• Material for the task
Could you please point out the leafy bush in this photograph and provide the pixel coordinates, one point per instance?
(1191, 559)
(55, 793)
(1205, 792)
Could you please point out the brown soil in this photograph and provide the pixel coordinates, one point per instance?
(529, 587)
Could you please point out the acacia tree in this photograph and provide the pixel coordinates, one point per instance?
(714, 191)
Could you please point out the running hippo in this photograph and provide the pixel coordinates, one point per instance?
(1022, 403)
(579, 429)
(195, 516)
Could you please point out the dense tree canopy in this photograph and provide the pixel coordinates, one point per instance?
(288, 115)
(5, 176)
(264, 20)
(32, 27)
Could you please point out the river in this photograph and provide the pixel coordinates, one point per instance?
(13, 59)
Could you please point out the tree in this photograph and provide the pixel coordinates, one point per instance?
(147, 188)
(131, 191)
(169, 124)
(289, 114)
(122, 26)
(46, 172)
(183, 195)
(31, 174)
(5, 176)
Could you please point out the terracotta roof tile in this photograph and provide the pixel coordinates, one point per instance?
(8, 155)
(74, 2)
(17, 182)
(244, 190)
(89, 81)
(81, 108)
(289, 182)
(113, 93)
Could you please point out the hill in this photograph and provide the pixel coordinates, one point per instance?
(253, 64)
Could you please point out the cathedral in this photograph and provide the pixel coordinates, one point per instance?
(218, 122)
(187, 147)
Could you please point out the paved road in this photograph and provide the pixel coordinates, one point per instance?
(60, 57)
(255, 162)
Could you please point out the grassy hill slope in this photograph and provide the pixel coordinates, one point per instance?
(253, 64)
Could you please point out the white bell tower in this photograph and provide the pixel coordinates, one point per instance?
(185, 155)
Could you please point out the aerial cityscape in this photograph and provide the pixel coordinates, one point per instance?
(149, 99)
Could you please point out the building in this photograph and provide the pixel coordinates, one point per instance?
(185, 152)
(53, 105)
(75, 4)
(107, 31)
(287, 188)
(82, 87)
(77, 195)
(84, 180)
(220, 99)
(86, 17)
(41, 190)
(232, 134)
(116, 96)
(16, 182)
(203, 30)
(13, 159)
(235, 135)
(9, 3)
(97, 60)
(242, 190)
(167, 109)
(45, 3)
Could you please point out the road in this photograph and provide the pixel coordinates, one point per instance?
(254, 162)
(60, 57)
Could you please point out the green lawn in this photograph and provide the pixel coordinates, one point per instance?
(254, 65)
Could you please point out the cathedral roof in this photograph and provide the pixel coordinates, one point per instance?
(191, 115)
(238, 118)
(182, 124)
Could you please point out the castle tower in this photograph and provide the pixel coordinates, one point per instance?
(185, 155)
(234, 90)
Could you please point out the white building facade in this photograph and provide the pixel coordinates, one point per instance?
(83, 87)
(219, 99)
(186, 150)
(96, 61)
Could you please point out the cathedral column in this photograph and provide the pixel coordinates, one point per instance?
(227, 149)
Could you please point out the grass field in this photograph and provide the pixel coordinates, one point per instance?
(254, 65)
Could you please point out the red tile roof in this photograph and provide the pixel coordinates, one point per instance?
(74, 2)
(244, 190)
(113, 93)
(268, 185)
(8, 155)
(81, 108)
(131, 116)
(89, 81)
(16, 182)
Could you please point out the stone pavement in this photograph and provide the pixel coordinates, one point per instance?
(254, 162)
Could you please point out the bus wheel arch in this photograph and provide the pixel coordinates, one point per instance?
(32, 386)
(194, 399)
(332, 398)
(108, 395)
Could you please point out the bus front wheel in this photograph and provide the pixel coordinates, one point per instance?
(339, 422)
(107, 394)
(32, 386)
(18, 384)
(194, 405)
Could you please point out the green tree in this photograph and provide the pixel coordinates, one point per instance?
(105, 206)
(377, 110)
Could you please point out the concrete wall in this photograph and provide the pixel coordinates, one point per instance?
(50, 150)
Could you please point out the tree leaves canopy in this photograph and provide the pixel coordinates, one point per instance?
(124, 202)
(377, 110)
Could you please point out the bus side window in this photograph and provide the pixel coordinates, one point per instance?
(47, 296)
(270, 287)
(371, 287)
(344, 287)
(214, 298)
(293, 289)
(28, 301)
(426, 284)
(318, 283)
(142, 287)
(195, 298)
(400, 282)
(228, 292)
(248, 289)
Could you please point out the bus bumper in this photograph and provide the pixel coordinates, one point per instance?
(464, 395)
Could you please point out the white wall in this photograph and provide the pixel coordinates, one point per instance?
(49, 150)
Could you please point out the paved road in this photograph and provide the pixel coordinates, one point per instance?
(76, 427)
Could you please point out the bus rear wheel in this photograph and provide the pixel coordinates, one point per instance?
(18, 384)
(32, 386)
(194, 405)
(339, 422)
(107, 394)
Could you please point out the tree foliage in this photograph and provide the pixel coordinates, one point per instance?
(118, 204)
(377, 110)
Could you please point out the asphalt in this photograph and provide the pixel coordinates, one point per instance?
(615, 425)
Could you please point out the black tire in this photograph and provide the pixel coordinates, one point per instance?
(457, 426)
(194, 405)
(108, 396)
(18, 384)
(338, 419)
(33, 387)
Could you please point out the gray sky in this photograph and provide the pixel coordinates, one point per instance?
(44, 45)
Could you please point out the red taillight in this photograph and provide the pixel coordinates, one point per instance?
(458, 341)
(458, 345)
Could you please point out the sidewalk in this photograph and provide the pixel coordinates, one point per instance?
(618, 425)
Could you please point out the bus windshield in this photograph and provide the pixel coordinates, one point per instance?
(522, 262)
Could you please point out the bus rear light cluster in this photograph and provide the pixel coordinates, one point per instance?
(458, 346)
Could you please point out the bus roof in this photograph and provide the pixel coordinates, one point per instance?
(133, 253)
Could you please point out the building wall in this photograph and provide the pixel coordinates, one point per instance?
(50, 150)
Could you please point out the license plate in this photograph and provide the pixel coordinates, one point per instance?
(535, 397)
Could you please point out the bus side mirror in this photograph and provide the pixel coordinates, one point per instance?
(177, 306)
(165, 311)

• To be done
Send back each record exactly as it stands.

• Answer for the task
Could you please point out the leafy bush in this photograph and provide the pixel coordinates, one point per instance?
(1191, 559)
(55, 793)
(1205, 792)
Could you please point out the brown soil in this photograph and provide the pixel coordinates, one point per instance?
(529, 587)
Could you please point out the acacia tree in this photograph and provide the pixel coordinates, one point per instance?
(714, 191)
Could you please point out the running hippo in this photograph and provide the pixel coordinates, one point per instance?
(1022, 403)
(579, 429)
(195, 516)
Could you please point out the dense tree canopy in this photograph and provide the pixel coordinates, one point per instance?
(288, 115)
(5, 176)
(264, 20)
(32, 27)
Could you please point out the river in this photograph and provide the pixel coordinates, one point per instance?
(13, 59)
Could you please point out the tree in this photograph and provide the pixel coordinates, one point per instance?
(147, 188)
(131, 191)
(169, 124)
(289, 114)
(122, 26)
(46, 172)
(183, 195)
(31, 174)
(5, 176)
Could you please point out the terracotta roof tile in this photograph and provide the pixel coordinates, one point per instance?
(8, 155)
(74, 2)
(17, 182)
(244, 190)
(89, 81)
(81, 108)
(289, 182)
(113, 93)
Could you please point out the hill in this photograph and provide the pixel coordinates, one point per instance?
(253, 64)
Could you please point out the cathedral in this photograph and provide the pixel coordinates, one point per instance?
(218, 122)
(187, 147)
Could you please point out the paved road in this photograph and provide the pixel coordinates, one point per instance?
(60, 57)
(255, 162)
Could you please point out the grassy hill slope in this photograph and provide the pixel coordinates, one point per instance?
(253, 64)
Could you please point out the white bell tower in this photograph and provide the pixel coordinates, one point per instance?
(185, 155)
Could you please point out the aerial cityscape in this photograph and provide the pixel coordinates, one point per instance?
(149, 99)
Could you please point out the building in this photograph and provide the pixel coordinates, one point per instance?
(185, 152)
(53, 105)
(75, 4)
(107, 31)
(287, 188)
(82, 87)
(77, 195)
(84, 180)
(220, 99)
(86, 17)
(41, 190)
(232, 134)
(116, 96)
(16, 182)
(203, 30)
(13, 159)
(235, 135)
(9, 3)
(97, 60)
(242, 190)
(167, 109)
(45, 3)
Could you please point out the road in this photograph and provide the pixel coordinates, one point per instance?
(254, 162)
(60, 57)
Could you please point out the green lawn in this photograph and provide the pixel coordinates, one point per instance?
(254, 65)
Could you please point out the cathedral roof in this photograph and provide the pixel coordinates, one point per instance?
(191, 115)
(238, 118)
(182, 124)
Could you please point out the castle tower in this photograph and provide the pixel coordinates, one point per instance?
(185, 155)
(234, 90)
Could you please point out the white building facade in this photograph and provide the pixel coordinates, one point per instance?
(83, 87)
(219, 99)
(186, 150)
(96, 61)
Could you please point out the cathedral column in this photograph and provide the pixel coordinates, one point per instance?
(227, 149)
Could you please point out the grass field in this photograph and provide the pixel coordinates, one point per instance?
(254, 65)
Could you please point out the red tile roof in this photograph and provide the pixel coordinates, one point per instance?
(74, 2)
(244, 190)
(113, 93)
(268, 185)
(8, 155)
(81, 108)
(131, 116)
(89, 81)
(16, 182)
Could you please point out the stone pavement in this photograph and provide the pixel coordinates, one point per instance?
(254, 162)
Could you please point out the bus wheel arch in this photograph and provide the pixel coordinates, one point per instance?
(32, 386)
(194, 399)
(332, 398)
(108, 395)
Could you please point out the bus front wheel in this photograph and provide the pixel coordinates, one point per instance?
(339, 422)
(107, 394)
(32, 386)
(18, 384)
(194, 405)
Could you please point out the green tree in this photograph and provide the pixel coordinates, one point per instance?
(105, 206)
(377, 110)
Could you please point out the concrete wall in this photograph and provide the pixel coordinates, one point per instance?
(50, 150)
Could you please point out the tree leaves canopy in this photograph and provide the pixel coordinates, one point per instance?
(124, 202)
(377, 110)
Could you please point out the bus side window in this photograph and provide the pixel coordinates, one point per instance?
(47, 296)
(270, 287)
(371, 287)
(344, 287)
(214, 298)
(293, 289)
(28, 301)
(426, 284)
(318, 283)
(142, 287)
(195, 298)
(400, 282)
(228, 292)
(248, 289)
Could you please point out the bus bumper in this photograph and provide the pixel coordinates, one point per instance?
(464, 395)
Could you please point out the white wall in this photograph and provide the pixel coordinates, one point per instance?
(49, 150)
Could you please point out the paved road in this photograph and provide the pixel coordinates, one point per instance?
(76, 427)
Could you please point out the bus rear wheel in this photograph and provide the pixel coordinates, one point per instance?
(18, 384)
(32, 386)
(194, 405)
(339, 422)
(107, 394)
Could you please point out the tree foliage in this photograph and provide the pixel coordinates, one point per instance?
(118, 204)
(377, 110)
Could you please point out the asphalt in this photograph and provide the pixel coordinates, one point per instance?
(615, 425)
Could you please point out the black tire in this photograph and provide the pixel coordinates, one point per instance?
(457, 426)
(194, 405)
(108, 396)
(18, 384)
(338, 419)
(33, 387)
Could you please point out the gray sky in this photograph and provide the pixel coordinates, one point per instance?
(44, 45)
Could you please point out the red taillight in this photograph and provide the pixel coordinates, one point per instance?
(458, 341)
(458, 345)
Could you please point out the sidewalk in this photograph and provide the pixel coordinates, one point per instance?
(618, 425)
Could you please point out the bus windshield in this photograph and provide the pixel coordinates, one point per instance?
(522, 262)
Could you please point out the bus rear light cluster in this photograph and provide the pixel coordinates, one point per instance?
(458, 346)
Could you please point out the bus roof in this photograph and provide the pixel coordinates, one point per instance?
(133, 253)
Could you please point out the building wall in this photograph and provide the pixel coordinates, one point per instance?
(50, 150)
Could you please point out the license plate in this photograph and provide the pixel coordinates, one point per instance?
(535, 397)
Could you please point out the bus side mirror in this photograph and provide the pixel coordinates, one point per instance?
(177, 306)
(165, 311)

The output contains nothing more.